# SET TASK:
Collect every line of the records below that contains the word "muddy", and copy each such line in full.
>> START THE INPUT
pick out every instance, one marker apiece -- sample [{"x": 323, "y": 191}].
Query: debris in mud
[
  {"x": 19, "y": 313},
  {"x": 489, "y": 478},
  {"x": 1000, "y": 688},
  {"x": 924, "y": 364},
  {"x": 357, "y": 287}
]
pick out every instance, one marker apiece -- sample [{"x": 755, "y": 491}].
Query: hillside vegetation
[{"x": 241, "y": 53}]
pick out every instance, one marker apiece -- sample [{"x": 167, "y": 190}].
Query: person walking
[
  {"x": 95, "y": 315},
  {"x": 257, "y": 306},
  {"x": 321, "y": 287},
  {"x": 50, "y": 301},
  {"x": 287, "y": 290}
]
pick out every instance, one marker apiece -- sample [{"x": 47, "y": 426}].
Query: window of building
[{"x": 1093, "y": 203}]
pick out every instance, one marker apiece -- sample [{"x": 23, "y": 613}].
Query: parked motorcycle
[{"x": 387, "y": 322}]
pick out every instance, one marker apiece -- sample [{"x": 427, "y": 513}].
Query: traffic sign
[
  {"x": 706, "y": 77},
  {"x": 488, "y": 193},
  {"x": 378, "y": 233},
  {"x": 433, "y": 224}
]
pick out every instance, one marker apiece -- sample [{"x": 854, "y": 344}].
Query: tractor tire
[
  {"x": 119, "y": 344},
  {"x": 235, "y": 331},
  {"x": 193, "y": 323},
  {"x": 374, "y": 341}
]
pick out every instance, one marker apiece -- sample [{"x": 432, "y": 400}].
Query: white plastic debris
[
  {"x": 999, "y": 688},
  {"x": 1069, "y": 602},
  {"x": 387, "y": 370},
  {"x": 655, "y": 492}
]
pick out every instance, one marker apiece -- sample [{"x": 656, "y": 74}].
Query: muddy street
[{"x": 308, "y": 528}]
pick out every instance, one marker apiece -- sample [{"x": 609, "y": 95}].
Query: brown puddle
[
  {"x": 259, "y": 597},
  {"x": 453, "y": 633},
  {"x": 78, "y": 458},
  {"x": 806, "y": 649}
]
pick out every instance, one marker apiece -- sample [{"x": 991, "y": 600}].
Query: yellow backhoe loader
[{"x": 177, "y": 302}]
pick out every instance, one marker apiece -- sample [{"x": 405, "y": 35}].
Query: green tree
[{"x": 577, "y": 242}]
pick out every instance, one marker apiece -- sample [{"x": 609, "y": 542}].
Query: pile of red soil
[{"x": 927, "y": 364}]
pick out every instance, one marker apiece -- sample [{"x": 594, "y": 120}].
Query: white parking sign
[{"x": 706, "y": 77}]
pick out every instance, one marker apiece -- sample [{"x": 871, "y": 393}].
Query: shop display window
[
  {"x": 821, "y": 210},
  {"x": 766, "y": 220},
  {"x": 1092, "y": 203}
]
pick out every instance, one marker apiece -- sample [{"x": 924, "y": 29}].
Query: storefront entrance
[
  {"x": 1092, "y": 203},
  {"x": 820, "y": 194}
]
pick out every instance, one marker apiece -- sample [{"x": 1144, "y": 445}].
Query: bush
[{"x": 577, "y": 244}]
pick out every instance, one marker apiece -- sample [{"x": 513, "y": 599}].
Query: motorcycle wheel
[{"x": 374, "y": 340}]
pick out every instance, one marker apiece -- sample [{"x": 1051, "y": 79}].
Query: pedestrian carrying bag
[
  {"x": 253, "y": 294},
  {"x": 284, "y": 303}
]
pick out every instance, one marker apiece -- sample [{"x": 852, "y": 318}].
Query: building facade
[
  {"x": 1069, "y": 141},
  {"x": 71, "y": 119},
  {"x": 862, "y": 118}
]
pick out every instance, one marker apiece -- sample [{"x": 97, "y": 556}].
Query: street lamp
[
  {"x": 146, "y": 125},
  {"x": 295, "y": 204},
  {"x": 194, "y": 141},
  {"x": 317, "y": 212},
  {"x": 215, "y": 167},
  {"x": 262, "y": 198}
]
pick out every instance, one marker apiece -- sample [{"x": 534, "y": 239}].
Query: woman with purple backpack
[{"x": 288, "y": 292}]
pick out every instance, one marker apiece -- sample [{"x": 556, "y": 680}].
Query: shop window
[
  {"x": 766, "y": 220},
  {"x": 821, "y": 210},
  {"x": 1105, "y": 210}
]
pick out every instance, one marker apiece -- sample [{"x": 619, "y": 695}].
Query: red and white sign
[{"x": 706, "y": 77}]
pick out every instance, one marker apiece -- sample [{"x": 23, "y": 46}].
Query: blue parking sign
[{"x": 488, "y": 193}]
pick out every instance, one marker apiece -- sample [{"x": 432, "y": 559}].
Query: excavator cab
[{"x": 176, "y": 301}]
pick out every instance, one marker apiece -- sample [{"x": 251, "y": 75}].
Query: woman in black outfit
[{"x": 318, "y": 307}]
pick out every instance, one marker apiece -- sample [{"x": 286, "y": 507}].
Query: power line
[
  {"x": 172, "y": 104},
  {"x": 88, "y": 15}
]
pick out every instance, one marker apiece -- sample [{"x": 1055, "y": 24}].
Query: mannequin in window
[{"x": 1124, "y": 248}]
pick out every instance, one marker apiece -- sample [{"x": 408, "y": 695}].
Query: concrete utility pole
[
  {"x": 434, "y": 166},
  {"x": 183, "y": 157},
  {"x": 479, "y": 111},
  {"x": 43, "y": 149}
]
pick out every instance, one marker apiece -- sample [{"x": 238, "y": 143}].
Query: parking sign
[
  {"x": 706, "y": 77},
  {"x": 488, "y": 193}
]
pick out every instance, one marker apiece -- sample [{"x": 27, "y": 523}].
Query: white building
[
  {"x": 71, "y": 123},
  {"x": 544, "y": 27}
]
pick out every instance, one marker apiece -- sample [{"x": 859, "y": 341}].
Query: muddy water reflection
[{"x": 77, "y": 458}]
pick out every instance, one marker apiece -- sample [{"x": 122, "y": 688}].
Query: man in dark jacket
>> END THE INPUT
# SOLUTION TO THE EXERCISE:
Query: muddy street
Query: muddy water reflection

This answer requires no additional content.